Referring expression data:
————
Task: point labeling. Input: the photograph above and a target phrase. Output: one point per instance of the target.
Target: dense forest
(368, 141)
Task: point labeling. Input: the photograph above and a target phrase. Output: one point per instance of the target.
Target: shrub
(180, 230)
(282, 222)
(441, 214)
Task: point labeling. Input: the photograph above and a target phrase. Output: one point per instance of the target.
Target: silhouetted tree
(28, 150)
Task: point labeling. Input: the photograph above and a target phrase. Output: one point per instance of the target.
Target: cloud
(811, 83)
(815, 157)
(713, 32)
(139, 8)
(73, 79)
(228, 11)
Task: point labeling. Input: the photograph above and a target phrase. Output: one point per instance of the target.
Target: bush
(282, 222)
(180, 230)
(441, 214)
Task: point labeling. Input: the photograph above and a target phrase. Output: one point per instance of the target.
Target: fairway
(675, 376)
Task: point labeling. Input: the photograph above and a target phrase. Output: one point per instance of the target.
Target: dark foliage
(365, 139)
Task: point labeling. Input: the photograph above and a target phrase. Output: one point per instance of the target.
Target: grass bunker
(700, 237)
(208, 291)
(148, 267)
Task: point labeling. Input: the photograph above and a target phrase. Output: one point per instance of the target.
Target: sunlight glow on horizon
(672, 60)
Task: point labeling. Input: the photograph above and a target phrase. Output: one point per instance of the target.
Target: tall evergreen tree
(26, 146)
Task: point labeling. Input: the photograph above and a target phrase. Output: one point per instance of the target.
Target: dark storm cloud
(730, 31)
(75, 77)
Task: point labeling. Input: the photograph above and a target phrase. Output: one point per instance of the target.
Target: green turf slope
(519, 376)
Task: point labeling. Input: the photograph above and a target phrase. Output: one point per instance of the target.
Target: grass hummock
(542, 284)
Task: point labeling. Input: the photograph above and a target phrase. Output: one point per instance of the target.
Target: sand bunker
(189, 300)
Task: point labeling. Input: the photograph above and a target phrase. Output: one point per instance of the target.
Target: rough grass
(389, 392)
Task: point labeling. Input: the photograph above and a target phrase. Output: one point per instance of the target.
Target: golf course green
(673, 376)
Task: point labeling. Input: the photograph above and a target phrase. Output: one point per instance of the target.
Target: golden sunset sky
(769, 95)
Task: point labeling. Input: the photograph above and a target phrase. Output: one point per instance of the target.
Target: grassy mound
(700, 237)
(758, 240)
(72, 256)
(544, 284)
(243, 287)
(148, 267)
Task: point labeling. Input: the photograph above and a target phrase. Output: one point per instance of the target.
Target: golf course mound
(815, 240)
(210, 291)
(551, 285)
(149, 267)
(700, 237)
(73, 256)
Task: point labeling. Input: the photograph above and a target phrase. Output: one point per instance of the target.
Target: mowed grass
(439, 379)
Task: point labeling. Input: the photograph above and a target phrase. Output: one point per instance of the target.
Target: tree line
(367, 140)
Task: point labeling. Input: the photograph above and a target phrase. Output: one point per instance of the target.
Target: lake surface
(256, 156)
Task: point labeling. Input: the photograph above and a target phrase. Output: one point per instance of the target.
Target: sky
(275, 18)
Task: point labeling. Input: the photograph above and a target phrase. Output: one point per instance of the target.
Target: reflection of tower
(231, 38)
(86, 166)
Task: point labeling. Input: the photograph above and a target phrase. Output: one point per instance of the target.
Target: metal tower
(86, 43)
————
Write out all of the records exactly as they stand above.

Task: point labeling. Input: the photograph above and a target phrase. Output: one point per instance of the target.
Target: dense forest
(368, 141)
Task: point labeling. Input: the photograph above and a target phrase. Output: one point per instance of the target.
Target: shrub
(180, 230)
(282, 222)
(441, 214)
Task: point labeling. Input: the photograph above and a target phrase. Output: one point per instance of the target.
Target: silhouetted tree
(28, 150)
Task: point labeling. Input: the photograph above and a target phrase. Output: one point per instance of the target.
Target: cloud
(811, 83)
(815, 157)
(713, 32)
(139, 8)
(73, 79)
(228, 11)
Task: point labeling. Input: the photograph above and a target phrase. Output: one point per instance of the target.
Target: bush
(282, 222)
(180, 230)
(441, 214)
Task: point labeling. Input: the photograph above and a target phrase. Output: one point per instance of the target.
Target: fairway
(675, 376)
Task: point labeling. Input: the photograph above and a target phrase. Output: one point per instance of the target.
Target: dark foliage
(365, 139)
Task: point labeling. Input: the photograph above and a target phrase. Output: one point per instance of the target.
Target: grass bunker
(700, 237)
(208, 291)
(148, 267)
Task: point labeling. Input: the photograph above and a target phrase. Output: one point per instance of the target.
Target: sunlight glow on horizon
(672, 60)
Task: point labeling. Input: the photograph above and a target phrase. Output: one point per instance of the target.
Target: tall evergreen tree
(26, 146)
Task: point labeling. Input: the photograph above and a target phrase. Output: one point per instance of the target.
Target: dark storm cloud
(730, 31)
(75, 77)
Task: point labeling. Input: the photograph above and a target phrase. Output: one point per instance of the target.
Target: green turf slope
(519, 376)
Task: point labeling. Input: the photograph above and a target phrase. Output: one point per instance of the target.
Target: grass hummock
(542, 284)
Task: point labeling. Input: the photograph above and a target phrase. Output: one point per instance of the target.
Target: sand bunker
(189, 300)
Task: point labeling. Input: the photograph above and a target phrase. Output: one point per instance of the target.
Target: rough grass
(389, 392)
Task: point labeling. Input: the photograph above and a target phrase. Output: one point per instance of the target.
Target: golf course green
(673, 376)
Task: point labeling. Input: the photograph above and a target phrase. Output: one point per instance of the target.
Target: golden sunset sky
(769, 95)
Task: point labeling. Input: the photograph above and a target phrase. Output: one point per instance of the target.
Target: grassy mound
(700, 237)
(758, 240)
(72, 256)
(544, 284)
(243, 287)
(148, 267)
Task: point labeling. Input: the photograph above and a target phrase. Output: one point per instance of the target.
Target: golf course mound
(815, 240)
(210, 291)
(551, 285)
(149, 267)
(700, 237)
(73, 256)
Task: point labeling. Input: the photograph above and a target phrase. Output: one point per instance of the target.
Target: mowed grass
(439, 379)
Task: point labeling. Input: the photograph above and a target phrase. Output: one point per instance of the target.
Target: tree line
(367, 140)
Task: point labeling. Input: the photograph above and a target phrase. Output: one point per instance of the target.
Target: lake surface
(256, 156)
Task: point labeling. Input: the photograph above and a target phrase. Output: one point per instance of the target.
Target: sky
(275, 18)
Task: point labeling. Input: the photograph above and a target phrase. Output: one point per instance of the target.
Target: reflection of tower
(231, 38)
(86, 166)
Task: point labeling. Input: the photograph above and a target phrase. Output: one point per instance of the target.
Target: metal tower
(86, 43)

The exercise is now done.